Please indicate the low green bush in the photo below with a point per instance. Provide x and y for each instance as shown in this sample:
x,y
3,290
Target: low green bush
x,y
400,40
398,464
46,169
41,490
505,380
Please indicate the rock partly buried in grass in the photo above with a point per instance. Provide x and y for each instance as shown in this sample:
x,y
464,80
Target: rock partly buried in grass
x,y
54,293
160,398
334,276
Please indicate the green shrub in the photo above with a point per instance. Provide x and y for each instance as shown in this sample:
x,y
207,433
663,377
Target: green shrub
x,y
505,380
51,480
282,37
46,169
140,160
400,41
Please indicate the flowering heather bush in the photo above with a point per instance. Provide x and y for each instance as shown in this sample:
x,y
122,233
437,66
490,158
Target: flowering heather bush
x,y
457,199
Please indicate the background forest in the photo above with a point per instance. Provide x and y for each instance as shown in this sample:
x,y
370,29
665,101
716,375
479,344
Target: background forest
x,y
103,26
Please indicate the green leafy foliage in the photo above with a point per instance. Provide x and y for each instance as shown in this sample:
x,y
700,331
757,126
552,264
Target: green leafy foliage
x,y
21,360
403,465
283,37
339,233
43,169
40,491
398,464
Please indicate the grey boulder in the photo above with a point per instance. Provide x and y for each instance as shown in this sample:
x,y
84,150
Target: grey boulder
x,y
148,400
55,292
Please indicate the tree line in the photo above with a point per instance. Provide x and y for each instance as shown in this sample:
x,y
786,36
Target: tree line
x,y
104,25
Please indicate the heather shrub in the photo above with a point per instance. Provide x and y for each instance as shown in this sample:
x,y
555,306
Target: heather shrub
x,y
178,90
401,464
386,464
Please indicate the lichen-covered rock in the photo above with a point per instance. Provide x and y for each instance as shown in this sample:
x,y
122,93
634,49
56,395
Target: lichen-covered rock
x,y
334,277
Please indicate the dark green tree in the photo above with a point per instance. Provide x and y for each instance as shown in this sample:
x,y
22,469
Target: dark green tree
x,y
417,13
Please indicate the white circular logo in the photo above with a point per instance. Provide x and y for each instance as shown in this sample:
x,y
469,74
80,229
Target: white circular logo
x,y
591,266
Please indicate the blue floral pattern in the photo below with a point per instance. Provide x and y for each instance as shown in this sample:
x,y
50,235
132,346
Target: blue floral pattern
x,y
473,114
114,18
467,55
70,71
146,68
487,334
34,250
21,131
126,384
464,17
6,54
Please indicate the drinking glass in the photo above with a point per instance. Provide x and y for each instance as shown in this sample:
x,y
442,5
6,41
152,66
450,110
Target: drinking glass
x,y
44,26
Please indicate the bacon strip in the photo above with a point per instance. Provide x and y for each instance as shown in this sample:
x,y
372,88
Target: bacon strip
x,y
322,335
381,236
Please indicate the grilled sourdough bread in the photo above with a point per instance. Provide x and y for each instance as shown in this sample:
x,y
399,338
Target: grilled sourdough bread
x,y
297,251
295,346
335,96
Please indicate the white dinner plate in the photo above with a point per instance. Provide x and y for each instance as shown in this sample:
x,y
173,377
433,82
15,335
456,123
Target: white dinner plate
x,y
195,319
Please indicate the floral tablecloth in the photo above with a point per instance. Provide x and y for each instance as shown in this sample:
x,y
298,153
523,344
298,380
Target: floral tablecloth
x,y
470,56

☆ ☆ ☆

Turn the stretch of the records above, from the line containing "Please indicate the bacon" through the end, into a numbered list with one line per item and no blank lines.

# [Finished exercise]
1. Please indicate the bacon strip in the photo above with a point per instance. Provide x and y for each instance as shown in this sample:
2. x,y
3. 372,88
4. Target: bacon strip
5. x,y
6. 322,335
7. 381,236
8. Please indicate the grilled sourdough bread in the photo above with a point per instance. Provide x and y for each instance as shown in this sample:
9. x,y
10. 399,338
11. Target: grilled sourdough bread
12. x,y
13. 297,251
14. 295,346
15. 335,96
16. Please indicate the white dinner plate in the photo above with a point per instance. Provide x and y for each instance as shown in this sample:
17. x,y
18. 173,377
19. 433,82
20. 15,335
21. 456,123
22. Target: white dinner plate
23. x,y
24. 195,319
25. Please indicate the floral tablecloth in the photo above with a point per instance. Provide x and y for each instance as shown in this sample:
26. x,y
27. 298,153
28. 523,344
29. 298,380
30. Target: floral tablecloth
31. x,y
32. 470,56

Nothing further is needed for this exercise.